(Beginning of Text)

The Blood of a Poet with Un Chant d’Amour

Ongoing

Dir. Jean Cocteau. 1932, 55 mins. 16mm. With Lee Miller, Enrique Rivero, Pauline Carton. Often mistaken for a surrealist work, this is a carefully constructed, entirely conscious artifact, mingling symbol and metaphor to project the anguish, apotheosis, and corruption of the struggling artist. This entails the passing through the mirror into another world, the fantastic combinations of unrelated events in space and time, and its brilliant central metaphor: the dynamiting of a huge factory chimney at the beginning of the work, interrupted in the middle by the film’s action and completed only at the end by its total collapse; an intimation that the film represents the equivalent of a one-second dream.

Preceded by:

Un Chant d’Amour

Dir. Jean Genet. 1950, 26 mins. 16mm. With André Reybaz, Java, Coco Le Martiniquais, Lucien Sénémaud. Genet’s only film—hounded by the censors, unavailable, secret—is an early and remarkably moving attempt to portray homosexual passions. Already a classic, it succeeds as perhaps no other film to intimate the explosive power of frustrated sex; male prisoners in solitary confinement “embracing” walls, ramming them in erotic despair with erect penis, swaying convulsively to auto-erotic lust, kissing their own bodies and tattoos in sexual frenzy.

(End of Text)
(Beginning of Source information)

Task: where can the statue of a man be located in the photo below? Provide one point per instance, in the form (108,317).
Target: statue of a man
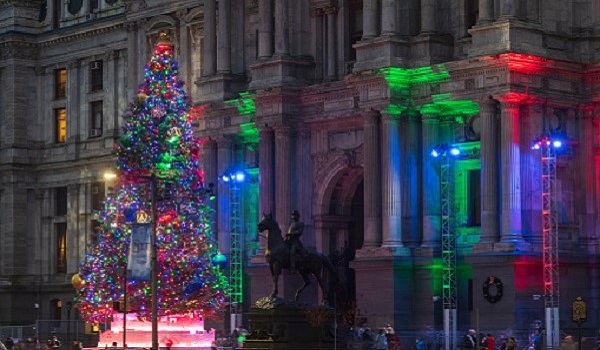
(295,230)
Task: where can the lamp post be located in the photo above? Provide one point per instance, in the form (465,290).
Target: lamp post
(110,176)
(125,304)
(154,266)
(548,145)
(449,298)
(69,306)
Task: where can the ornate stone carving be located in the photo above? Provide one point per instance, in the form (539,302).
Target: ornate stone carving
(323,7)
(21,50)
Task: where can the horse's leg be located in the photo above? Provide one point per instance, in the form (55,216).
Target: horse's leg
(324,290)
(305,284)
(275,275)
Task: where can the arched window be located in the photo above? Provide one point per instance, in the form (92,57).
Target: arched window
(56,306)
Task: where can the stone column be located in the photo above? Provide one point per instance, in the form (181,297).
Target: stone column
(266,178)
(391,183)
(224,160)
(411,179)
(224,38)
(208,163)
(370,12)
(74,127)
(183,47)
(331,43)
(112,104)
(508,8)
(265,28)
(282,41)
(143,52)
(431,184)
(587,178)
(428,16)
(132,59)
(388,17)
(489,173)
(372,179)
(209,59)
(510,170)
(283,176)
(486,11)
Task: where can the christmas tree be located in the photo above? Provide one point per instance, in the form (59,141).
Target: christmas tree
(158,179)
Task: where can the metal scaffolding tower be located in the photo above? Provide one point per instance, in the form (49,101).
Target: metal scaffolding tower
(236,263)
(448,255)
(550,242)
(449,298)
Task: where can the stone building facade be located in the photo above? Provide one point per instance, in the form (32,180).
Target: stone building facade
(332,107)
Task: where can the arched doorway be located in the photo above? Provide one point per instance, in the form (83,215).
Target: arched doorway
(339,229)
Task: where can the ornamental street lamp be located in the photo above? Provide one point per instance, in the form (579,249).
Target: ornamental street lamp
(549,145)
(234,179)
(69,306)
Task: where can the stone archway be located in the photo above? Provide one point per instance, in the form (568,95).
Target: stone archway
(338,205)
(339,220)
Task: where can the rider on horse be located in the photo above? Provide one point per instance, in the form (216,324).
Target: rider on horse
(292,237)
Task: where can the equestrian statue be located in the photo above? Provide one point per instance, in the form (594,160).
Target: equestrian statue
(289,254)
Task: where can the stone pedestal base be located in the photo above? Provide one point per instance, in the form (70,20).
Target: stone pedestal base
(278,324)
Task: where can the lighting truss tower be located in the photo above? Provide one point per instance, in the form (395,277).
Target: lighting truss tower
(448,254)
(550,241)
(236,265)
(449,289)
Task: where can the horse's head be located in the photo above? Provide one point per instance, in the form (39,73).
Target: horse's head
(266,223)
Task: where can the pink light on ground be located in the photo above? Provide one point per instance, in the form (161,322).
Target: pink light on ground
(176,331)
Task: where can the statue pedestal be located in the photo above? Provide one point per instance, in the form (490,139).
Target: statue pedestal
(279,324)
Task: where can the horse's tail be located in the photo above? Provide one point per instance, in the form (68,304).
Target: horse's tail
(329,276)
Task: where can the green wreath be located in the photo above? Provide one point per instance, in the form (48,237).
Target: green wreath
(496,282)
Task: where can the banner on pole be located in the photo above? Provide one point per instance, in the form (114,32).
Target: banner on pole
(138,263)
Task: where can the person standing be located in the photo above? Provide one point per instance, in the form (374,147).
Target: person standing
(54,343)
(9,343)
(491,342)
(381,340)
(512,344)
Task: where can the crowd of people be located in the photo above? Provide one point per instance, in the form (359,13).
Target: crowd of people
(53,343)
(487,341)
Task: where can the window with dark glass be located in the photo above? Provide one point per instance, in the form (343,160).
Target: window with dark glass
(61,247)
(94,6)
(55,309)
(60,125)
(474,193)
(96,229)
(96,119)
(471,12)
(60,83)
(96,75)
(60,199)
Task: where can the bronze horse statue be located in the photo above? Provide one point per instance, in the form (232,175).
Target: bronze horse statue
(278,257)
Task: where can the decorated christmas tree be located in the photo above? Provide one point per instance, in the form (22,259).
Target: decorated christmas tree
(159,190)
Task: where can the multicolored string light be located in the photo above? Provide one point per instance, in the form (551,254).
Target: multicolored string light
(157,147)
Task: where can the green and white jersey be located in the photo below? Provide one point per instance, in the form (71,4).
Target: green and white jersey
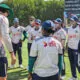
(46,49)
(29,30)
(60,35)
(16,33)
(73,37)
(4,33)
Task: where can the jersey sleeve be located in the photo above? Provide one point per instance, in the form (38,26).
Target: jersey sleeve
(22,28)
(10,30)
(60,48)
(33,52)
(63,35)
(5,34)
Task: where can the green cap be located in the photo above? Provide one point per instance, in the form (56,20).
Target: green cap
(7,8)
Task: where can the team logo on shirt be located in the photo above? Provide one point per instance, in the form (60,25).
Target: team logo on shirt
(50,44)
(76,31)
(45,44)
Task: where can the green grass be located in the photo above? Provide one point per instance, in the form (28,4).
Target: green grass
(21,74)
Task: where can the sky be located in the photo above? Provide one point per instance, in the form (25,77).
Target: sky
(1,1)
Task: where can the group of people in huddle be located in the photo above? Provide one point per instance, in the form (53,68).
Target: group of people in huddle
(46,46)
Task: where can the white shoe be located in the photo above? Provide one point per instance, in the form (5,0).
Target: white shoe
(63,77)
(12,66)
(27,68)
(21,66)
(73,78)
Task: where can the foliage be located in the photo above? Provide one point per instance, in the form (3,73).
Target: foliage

(End of Source information)

# Your instructions:
Please explain, in one to three sentences, what the film notes above say is implied by the way the factory chimney's dynamiting is spread across The Blood of a Poet.

# Task answer:
The dynamiting begins at the start of the film, is interrupted in the middle by the film's action, and ends with the chimney's total collapse at the close. This suggests that the whole film is the equivalent of a one-second dream.